| EXCERPTED PASSAGE |
= Beginning of Section =
Herman Balsters: Python in Processes, data, contracts
Herman Balsters talks about Python in Processes, data, contracts, at PyGrunn.
See the PyGrunn website for more info about this one-day Python conference in Groningen, The Netherlands.
I am going to talk about modelling. Process modelling and data modelling. My colleague Henk Doornbos will give a more detailed technical talk after this.
Many ICT systems do not work, a lot of projects fail. Dutch government loses about 5 billion euros a year on failed projects. Expected functions are not provided, and offered functionality is not wanted. For example medical patient information systems.
Main cause of failure: the initial design does not match the end-user requirements.
Possible solution: model driven approach (MDA). You can see models as very high level programming constructs. You might think of UML. But let's revisit this.
Wittgenstein: Don't ask for meaning (of data) but of its use.
Our process: start from business process models (our context) and derive data models, mostly automatic.
Validate your models. The only real correctness is end-user correctness. Capture the main requirements from experts. Anyone can write a model, but how do you know it is correct. UML class diagrams are hard to read and write. Instead, we use a structured natural language that is easy to validate by domain experts.
Are the requirements consistent and complete? Go through it in cycles. Do they converge to a stable model? Models are assumptions about how the domain expert would like to do her job. Try to invalidate the model, hunt for false assumptions.
We use business process modeling and notation. Many modeling primitives, of which we have chosen a subset of eight. Process is a collection of pools. Pool has swim lanes for each stakeholder.
Clients learn the notation pretty quickly. We stick as close as possible to the domain expert's language, which may just be Dutch.
High level overview of a process flow:
- You start
- code the input
- process/transform the input
- decode the output
- stop.
Fact-based modeling approach. Get data. We talk about objects and facts. Facts are sentences that are true or false. The European Space Agency uses this approach for their satellites.
Our flavor of that approach is OLE: Object and Logic-based English. Structured natural language. Better suited than graphical models for validation by domain experts. It is very precise and expressive. OLE can be compiled a prototype to pyDatalog for example. From the site: pyDatalog adds the logic programming (think: the prolog language) paradigm to Python's extensive toolbox, in a pythonic way. More about that in the next talk in this room.
An activity may be coded as for example six statements. Activity A is on Date D. Start Event E leads to Statement S. Entity Type T is identified by Number N. Things like that.
We are using this for a contract system. Contracts are built from small initial building blocks. They are combined recursively into a kind of algebra for contracts. That is turned into a pyDatalog program.
The data modeling part is difficult when you are not used to it, but clients can come up with activities themselves and will spot errors in the logic. They may find out that their own process is more difficult than they previously thought. Or they discover that they do it differently than their colleagues.
How good is this when the process later needs to be adapted? We identify which part of the process needs a change. Change the model, compile that part again.
= End of Section =
| WORK ITEM A |
Return the PyGrunn talk notes verbatim from "An activity may" to "a pyDatalog program.".
| WORK ITEM B |
In the PyGrunn talk notes, how much does the Dutch government lose each year on failed projects?

| DATA EXTRACT |
= Beginning of Section =
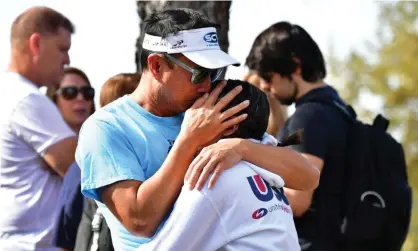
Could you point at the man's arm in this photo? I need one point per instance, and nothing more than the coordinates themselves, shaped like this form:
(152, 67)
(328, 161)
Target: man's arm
(297, 172)
(38, 122)
(194, 224)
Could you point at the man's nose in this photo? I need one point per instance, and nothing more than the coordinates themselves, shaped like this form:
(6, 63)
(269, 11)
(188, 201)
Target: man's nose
(205, 86)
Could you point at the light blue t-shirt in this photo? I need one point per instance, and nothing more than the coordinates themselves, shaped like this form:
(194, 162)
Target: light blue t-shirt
(123, 141)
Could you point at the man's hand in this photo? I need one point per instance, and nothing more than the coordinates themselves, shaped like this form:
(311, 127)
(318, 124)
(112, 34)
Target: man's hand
(214, 158)
(205, 121)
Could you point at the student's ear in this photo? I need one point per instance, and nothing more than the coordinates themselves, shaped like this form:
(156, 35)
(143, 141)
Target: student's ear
(230, 130)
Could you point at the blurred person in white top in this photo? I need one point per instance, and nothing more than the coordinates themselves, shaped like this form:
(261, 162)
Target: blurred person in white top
(246, 209)
(36, 145)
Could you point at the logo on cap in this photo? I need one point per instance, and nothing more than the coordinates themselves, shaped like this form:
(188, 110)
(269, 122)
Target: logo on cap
(210, 38)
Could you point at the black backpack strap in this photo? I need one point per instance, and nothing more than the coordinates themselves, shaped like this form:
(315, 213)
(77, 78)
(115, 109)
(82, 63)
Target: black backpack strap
(96, 225)
(381, 122)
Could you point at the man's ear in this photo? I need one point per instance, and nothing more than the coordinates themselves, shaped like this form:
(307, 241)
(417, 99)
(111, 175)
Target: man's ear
(230, 130)
(156, 64)
(35, 44)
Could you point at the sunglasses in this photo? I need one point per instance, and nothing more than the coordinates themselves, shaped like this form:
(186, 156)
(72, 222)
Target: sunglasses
(198, 74)
(71, 92)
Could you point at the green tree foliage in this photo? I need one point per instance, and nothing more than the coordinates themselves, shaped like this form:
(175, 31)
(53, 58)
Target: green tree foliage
(389, 70)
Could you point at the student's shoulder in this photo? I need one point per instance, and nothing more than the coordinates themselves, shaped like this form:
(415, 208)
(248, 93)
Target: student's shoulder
(232, 178)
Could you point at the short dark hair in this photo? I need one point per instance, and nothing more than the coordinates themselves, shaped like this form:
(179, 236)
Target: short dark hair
(255, 125)
(118, 86)
(51, 91)
(275, 49)
(171, 21)
(41, 20)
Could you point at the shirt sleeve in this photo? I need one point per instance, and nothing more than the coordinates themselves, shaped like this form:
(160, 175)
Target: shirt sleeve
(315, 131)
(38, 122)
(194, 224)
(105, 156)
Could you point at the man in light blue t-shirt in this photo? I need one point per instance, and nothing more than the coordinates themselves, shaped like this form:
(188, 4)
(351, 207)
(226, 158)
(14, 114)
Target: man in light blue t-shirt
(134, 152)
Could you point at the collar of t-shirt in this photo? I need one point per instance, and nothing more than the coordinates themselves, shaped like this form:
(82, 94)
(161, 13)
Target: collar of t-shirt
(272, 179)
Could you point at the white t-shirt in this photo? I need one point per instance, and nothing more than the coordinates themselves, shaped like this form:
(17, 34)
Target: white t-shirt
(240, 213)
(29, 123)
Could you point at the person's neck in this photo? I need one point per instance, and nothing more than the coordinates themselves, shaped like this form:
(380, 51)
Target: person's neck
(148, 96)
(305, 87)
(22, 68)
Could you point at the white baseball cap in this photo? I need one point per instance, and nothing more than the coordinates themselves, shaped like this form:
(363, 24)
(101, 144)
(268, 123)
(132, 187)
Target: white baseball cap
(199, 45)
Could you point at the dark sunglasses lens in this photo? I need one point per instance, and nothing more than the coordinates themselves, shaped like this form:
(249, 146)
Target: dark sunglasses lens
(88, 93)
(200, 75)
(69, 92)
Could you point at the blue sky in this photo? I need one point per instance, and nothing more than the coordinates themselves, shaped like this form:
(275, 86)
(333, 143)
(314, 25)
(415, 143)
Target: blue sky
(106, 30)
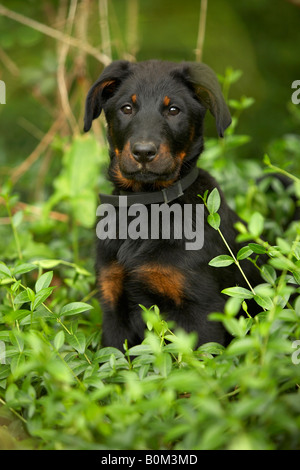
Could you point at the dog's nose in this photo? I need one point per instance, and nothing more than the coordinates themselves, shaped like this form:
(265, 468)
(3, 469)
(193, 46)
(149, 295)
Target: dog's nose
(144, 152)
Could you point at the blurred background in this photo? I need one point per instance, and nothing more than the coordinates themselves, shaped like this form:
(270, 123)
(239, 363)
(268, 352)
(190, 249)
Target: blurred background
(52, 51)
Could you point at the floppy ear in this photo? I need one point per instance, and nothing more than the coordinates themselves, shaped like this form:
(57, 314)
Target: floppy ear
(103, 89)
(209, 93)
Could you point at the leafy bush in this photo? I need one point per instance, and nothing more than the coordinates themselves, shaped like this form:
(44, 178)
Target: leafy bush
(69, 393)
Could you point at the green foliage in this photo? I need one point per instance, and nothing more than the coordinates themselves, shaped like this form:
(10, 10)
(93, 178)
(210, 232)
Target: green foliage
(69, 393)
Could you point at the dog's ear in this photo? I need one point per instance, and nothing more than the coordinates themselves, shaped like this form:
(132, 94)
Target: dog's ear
(208, 91)
(103, 89)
= End of Section =
| ANSWER SPACE A |
An activity may be coded as for example six statements. Activity A is on Date D. Start Event E leads to Statement S. Entity Type T is identified by Number N. Things like that.
We are using this for a contract system. Contracts are built from small initial building blocks. They are combined recursively into a kind of algebra for contracts. That is turned into a pyDatalog program.

| ANSWER SPACE B |
About 5 billion euros a year.